Begin at the line containing "white building, one" and give again every line to the end of the records, exactly, without the pictures.

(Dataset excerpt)
————————
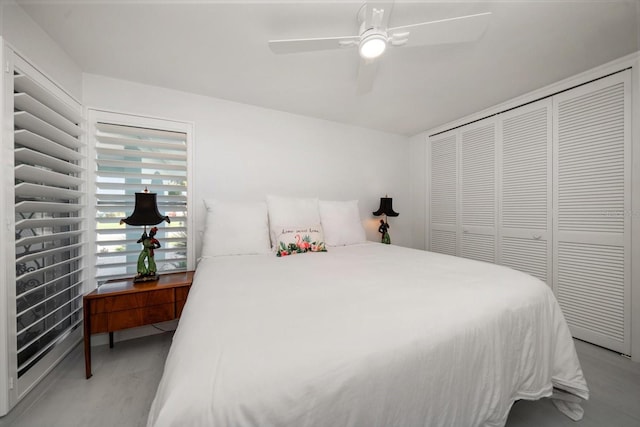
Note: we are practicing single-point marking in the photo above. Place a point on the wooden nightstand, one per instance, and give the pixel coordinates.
(121, 304)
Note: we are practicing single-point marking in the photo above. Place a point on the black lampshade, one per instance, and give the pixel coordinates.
(146, 211)
(386, 207)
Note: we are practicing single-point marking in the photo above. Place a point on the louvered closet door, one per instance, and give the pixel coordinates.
(444, 183)
(478, 191)
(591, 196)
(525, 189)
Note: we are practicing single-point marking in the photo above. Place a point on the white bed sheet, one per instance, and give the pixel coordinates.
(365, 335)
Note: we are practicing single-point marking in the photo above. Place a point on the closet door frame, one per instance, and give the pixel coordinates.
(635, 210)
(434, 226)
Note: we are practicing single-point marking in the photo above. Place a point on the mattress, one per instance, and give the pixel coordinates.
(363, 335)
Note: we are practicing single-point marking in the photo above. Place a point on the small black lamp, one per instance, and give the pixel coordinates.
(386, 209)
(146, 213)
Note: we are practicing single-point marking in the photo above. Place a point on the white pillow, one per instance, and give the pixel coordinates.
(341, 223)
(236, 228)
(291, 212)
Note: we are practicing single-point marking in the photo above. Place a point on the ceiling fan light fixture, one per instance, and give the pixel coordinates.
(373, 45)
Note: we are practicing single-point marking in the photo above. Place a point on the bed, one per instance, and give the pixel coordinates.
(364, 334)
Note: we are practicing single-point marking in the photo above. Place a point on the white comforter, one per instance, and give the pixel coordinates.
(366, 335)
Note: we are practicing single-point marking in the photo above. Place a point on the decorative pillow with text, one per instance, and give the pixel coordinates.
(296, 240)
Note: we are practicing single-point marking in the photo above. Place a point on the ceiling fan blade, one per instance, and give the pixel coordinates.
(307, 45)
(375, 14)
(367, 70)
(451, 30)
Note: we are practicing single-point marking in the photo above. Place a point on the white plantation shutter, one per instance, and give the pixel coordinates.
(525, 215)
(444, 182)
(591, 229)
(128, 159)
(50, 232)
(478, 191)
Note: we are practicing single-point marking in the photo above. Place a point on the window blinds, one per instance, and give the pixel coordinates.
(128, 160)
(49, 180)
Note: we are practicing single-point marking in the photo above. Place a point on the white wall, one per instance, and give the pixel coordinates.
(34, 45)
(243, 152)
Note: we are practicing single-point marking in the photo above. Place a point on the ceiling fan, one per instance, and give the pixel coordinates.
(375, 36)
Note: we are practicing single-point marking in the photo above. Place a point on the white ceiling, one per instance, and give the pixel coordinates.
(219, 48)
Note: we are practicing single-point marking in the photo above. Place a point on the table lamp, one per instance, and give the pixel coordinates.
(386, 209)
(146, 213)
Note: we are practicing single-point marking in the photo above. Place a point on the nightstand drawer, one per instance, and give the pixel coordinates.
(132, 301)
(181, 293)
(117, 320)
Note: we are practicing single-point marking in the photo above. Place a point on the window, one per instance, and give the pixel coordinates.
(131, 155)
(49, 224)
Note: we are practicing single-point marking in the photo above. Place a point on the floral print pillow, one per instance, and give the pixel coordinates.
(296, 240)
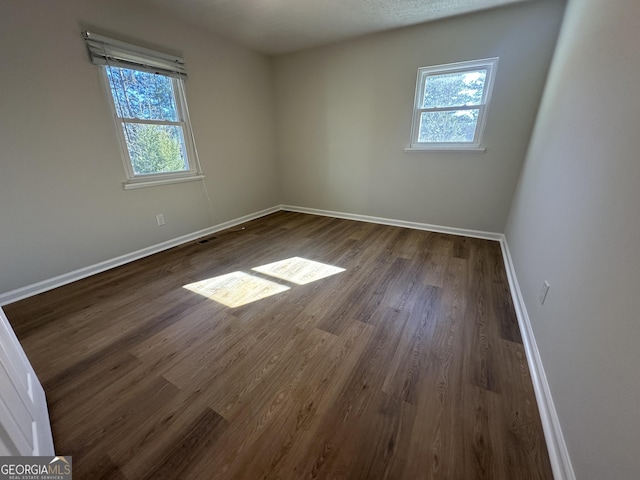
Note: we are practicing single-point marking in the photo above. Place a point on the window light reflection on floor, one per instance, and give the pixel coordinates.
(298, 270)
(236, 289)
(239, 288)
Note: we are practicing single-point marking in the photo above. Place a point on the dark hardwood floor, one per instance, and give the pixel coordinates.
(407, 365)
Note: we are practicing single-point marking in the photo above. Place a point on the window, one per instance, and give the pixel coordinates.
(146, 90)
(451, 104)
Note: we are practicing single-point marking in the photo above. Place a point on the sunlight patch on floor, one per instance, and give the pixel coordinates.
(236, 289)
(298, 270)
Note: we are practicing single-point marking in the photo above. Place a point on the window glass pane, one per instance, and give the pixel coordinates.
(449, 126)
(142, 95)
(155, 148)
(454, 89)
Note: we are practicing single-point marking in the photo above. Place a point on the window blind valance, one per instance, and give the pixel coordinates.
(107, 51)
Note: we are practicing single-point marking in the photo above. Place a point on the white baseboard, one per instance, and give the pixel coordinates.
(396, 223)
(60, 280)
(558, 453)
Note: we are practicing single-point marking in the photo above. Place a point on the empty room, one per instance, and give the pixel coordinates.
(330, 240)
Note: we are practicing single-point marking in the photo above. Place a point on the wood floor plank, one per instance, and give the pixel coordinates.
(408, 364)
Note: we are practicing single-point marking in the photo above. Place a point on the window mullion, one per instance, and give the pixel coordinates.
(451, 109)
(150, 122)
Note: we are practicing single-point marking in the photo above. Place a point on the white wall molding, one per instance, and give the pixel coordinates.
(60, 280)
(556, 445)
(558, 453)
(396, 223)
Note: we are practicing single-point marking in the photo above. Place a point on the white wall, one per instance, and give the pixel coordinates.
(344, 118)
(575, 221)
(62, 205)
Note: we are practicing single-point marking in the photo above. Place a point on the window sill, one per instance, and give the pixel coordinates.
(133, 184)
(457, 148)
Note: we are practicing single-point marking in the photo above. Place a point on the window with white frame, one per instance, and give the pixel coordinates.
(146, 89)
(450, 106)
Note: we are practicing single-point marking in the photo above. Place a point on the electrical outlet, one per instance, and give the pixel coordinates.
(543, 292)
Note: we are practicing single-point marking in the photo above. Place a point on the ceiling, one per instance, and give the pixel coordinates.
(284, 26)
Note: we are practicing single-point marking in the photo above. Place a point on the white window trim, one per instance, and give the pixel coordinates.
(490, 64)
(151, 180)
(108, 52)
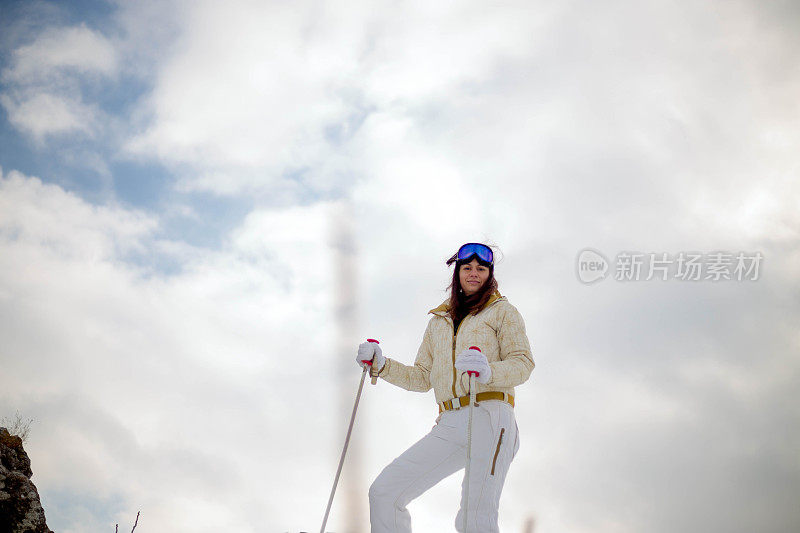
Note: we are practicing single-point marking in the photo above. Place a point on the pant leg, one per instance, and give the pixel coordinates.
(437, 455)
(494, 444)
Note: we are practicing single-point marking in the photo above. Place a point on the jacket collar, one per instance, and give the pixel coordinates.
(444, 308)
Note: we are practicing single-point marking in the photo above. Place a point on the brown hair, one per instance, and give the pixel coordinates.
(460, 304)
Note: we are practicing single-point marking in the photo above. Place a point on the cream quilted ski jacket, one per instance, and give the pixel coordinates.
(498, 330)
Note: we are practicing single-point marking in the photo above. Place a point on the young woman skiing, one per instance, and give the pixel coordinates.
(474, 316)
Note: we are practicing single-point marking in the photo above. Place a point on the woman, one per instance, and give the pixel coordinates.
(475, 315)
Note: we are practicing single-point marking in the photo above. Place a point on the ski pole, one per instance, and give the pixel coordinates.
(347, 439)
(472, 375)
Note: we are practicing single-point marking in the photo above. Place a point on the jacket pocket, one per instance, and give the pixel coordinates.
(497, 451)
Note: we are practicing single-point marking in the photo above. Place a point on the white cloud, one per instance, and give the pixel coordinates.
(142, 378)
(42, 114)
(42, 93)
(59, 50)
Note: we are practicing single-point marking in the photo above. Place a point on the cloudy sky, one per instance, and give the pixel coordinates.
(205, 206)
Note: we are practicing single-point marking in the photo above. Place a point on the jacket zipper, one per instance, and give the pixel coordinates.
(497, 451)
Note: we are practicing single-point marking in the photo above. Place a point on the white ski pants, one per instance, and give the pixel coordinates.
(442, 452)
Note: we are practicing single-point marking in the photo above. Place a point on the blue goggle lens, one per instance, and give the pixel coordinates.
(483, 252)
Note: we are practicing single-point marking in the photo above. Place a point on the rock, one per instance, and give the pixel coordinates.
(20, 508)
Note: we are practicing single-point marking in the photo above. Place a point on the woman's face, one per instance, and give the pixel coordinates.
(472, 276)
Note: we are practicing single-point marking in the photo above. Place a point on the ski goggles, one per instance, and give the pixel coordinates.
(483, 252)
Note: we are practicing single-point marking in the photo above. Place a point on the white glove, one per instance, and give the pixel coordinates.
(474, 361)
(370, 351)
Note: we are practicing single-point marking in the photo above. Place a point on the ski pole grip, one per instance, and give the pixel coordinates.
(473, 372)
(374, 379)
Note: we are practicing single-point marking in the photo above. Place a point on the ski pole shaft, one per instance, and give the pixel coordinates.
(344, 450)
(472, 374)
(469, 448)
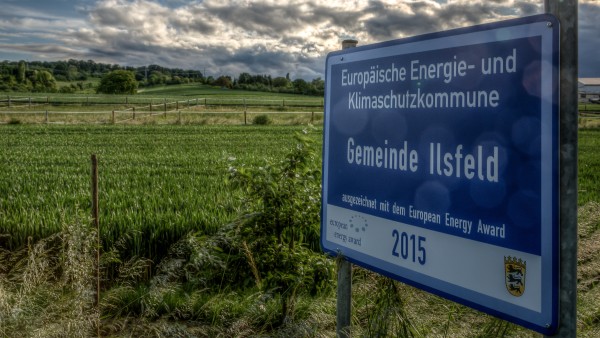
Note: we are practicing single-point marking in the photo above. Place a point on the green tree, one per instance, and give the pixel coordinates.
(44, 82)
(118, 82)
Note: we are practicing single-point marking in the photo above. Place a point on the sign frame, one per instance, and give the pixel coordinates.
(544, 318)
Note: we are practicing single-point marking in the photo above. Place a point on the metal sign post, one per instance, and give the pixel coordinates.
(566, 13)
(440, 165)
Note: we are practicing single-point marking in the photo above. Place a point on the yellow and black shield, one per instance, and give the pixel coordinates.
(514, 275)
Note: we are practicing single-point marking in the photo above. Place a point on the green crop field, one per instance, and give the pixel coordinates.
(160, 181)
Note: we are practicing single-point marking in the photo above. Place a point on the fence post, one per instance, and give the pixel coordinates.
(97, 226)
(245, 112)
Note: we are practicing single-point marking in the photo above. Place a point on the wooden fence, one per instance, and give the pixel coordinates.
(123, 109)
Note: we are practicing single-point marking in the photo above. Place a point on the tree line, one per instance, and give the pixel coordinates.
(44, 76)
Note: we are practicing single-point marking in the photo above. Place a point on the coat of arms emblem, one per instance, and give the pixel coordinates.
(514, 275)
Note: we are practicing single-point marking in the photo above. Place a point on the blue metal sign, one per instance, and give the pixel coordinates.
(440, 164)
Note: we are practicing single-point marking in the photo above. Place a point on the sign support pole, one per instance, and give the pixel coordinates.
(344, 285)
(566, 12)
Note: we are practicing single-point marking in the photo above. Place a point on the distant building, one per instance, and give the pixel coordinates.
(589, 87)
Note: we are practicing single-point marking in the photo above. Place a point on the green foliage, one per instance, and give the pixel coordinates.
(262, 119)
(387, 314)
(281, 235)
(118, 82)
(589, 162)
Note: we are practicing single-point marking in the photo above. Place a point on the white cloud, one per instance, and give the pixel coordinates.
(264, 36)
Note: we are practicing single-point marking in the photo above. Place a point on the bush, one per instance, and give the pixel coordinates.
(262, 119)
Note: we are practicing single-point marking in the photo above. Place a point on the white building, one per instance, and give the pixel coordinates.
(589, 87)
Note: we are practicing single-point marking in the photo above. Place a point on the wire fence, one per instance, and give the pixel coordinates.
(63, 109)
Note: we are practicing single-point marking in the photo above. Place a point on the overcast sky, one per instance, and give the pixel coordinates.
(227, 37)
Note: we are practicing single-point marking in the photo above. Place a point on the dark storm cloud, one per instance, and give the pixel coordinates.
(261, 18)
(589, 41)
(390, 22)
(259, 37)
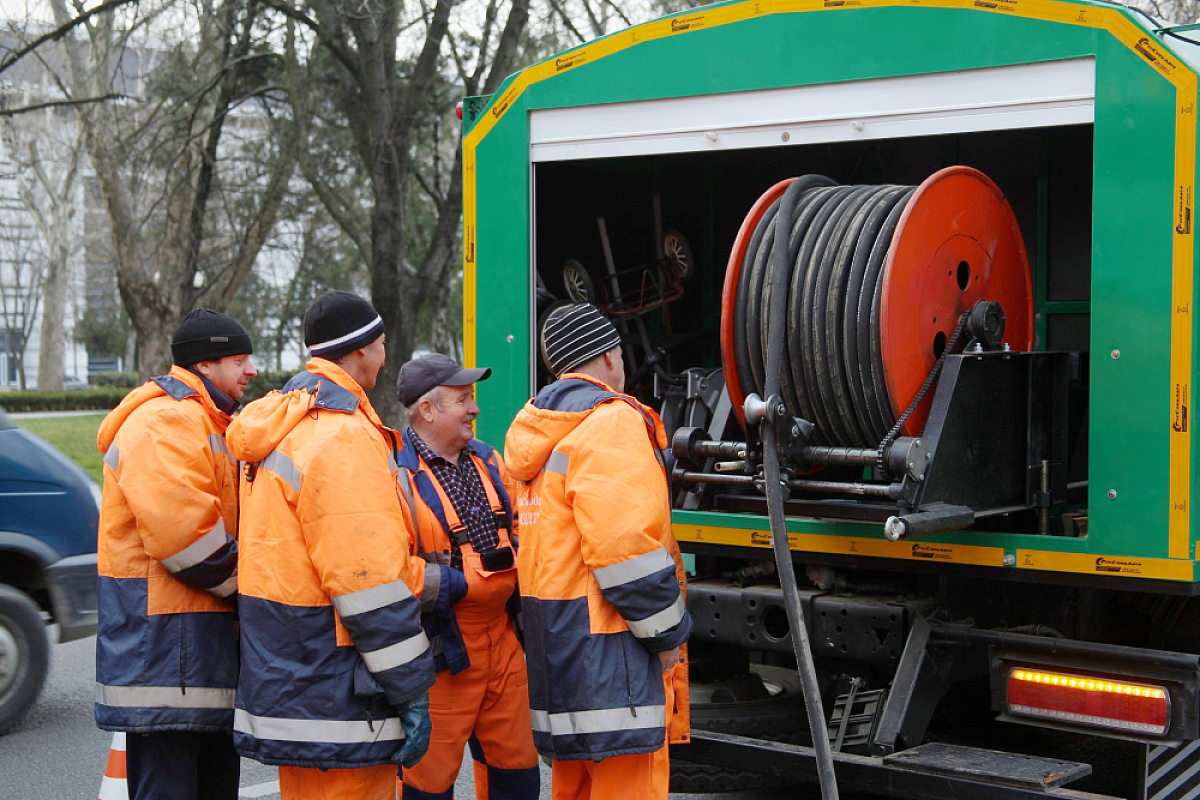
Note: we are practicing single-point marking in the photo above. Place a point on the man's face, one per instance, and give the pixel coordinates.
————————
◆ ANSWER TO THE EXERCISE
Note: we are practicing single-point marking in the photo above. Place a point on the white building, one per instance, and give the pixel coordinates.
(589, 87)
Note: we are practicing single-point marking in the photo above. Place a point on the wire fence, one per instance, and give the pixel coordinates.
(63, 109)
Note: we are practicing single-point marking in the photo above. Place a point on the overcast sky, one per instance, and give the pixel coordinates.
(227, 37)
Note: we are practicing single-point marking in the photo above. Place a point on the dark storm cloud, one per instance, and give the pixel coordinates.
(261, 18)
(589, 41)
(390, 22)
(259, 37)
Note: we are practicing single-point marking in the photo above. Place a point on the man's face, one per instance, and give the pixel coordinates.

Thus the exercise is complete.